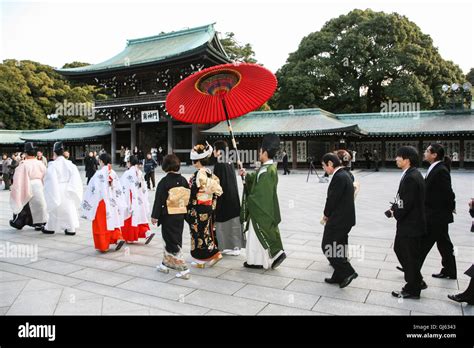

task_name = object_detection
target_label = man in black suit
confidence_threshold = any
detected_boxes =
[390,146,426,299]
[321,153,358,288]
[421,143,457,279]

__EXERCISE REQUIREMENTS__. Reproduce every line of the records with "black suit" changed to "dark suit" and all else left unchanged. Omit the pictures.

__RESULT OF THE TASK__.
task_name = object_detection
target_label = man in dark suit
confidence_threshold = any
detected_boxes =
[390,146,426,299]
[321,153,358,288]
[421,143,457,279]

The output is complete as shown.